=== ABOUT THIS TASK ===
The answer must consist of every line below containing "rough".

Top of RECORDS FOR PROCESSING

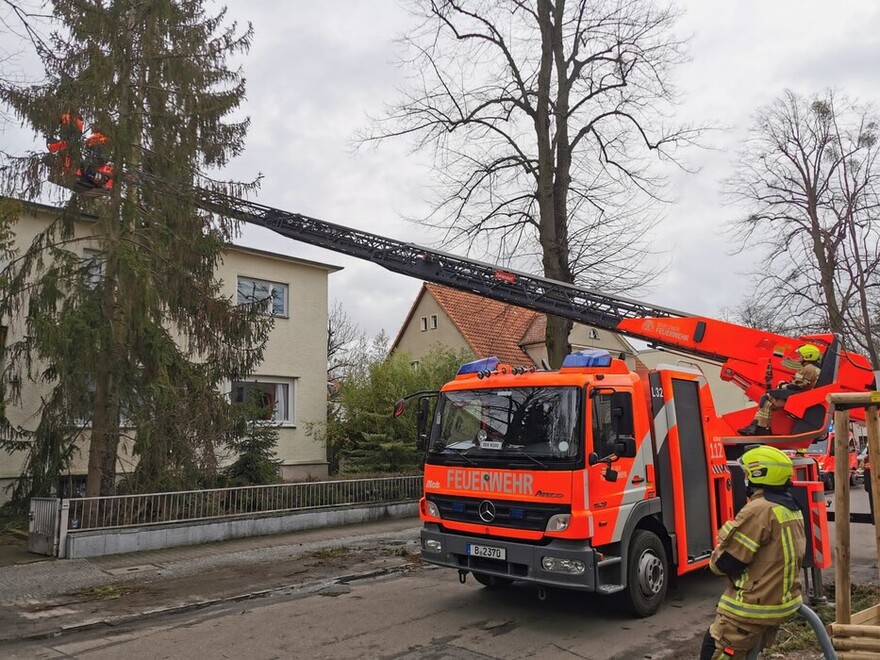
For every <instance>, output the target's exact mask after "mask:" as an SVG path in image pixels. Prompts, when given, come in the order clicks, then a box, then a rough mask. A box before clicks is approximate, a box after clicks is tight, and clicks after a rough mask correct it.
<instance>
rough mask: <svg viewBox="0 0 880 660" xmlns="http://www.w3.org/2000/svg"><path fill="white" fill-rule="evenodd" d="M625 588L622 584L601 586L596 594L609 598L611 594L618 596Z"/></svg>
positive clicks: (600, 584) (597, 587) (598, 586)
mask: <svg viewBox="0 0 880 660" xmlns="http://www.w3.org/2000/svg"><path fill="white" fill-rule="evenodd" d="M624 588H625V587H624V586H623V585H622V584H600V585H599V586H598V587H596V592H597V593H600V594H602V595H603V596H608V595H610V594H616V593H618V592H620V591H623V590H624Z"/></svg>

Bottom of RECORDS FOR PROCESSING

=== TASK OUTPUT ===
For every <instance>, output the target's exact mask after "mask:" as an SVG path in image pixels. Prompts, when given, come in the order clicks, then a box, then a rough mask. A box before clicks is approximate, a box after clicks is tight, and clicks after a rough mask correct it.
rough mask: <svg viewBox="0 0 880 660" xmlns="http://www.w3.org/2000/svg"><path fill="white" fill-rule="evenodd" d="M625 588L622 584L601 586L596 594L609 598L611 594L618 596Z"/></svg>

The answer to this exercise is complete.